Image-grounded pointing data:
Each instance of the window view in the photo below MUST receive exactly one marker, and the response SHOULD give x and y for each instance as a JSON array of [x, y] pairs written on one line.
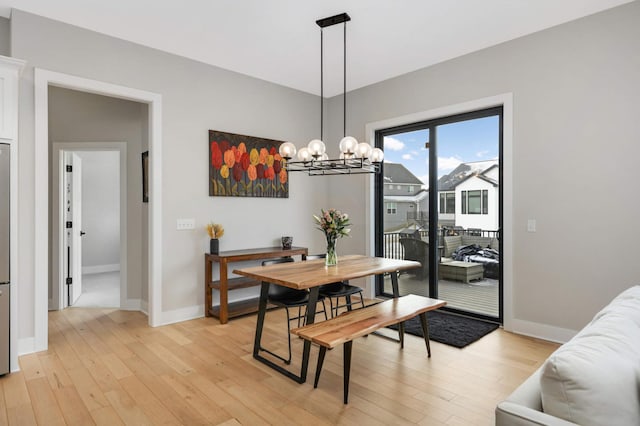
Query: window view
[[466, 209]]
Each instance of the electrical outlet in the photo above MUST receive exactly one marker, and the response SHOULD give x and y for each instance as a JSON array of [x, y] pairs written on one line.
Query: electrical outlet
[[185, 224], [531, 225]]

WHAT NEEDS TO BE DONE: Every record above must be repeated exactly, with the pictures dropped.

PROBLEM SOLUTION:
Each instance of the window view in the photo below MUST receive exactly one marker, and the response SHOULD give x and y for each instance as a JSON array of [x, y] pairs written on one line.
Query: window view
[[466, 209]]
Each instance of the electrical outlet in the photo above MUST receive exactly one marker, and the response SHOULD give x and y for each instance as a JSON array of [x, y] pairs written on one line.
Query: electrical outlet
[[185, 224], [531, 225]]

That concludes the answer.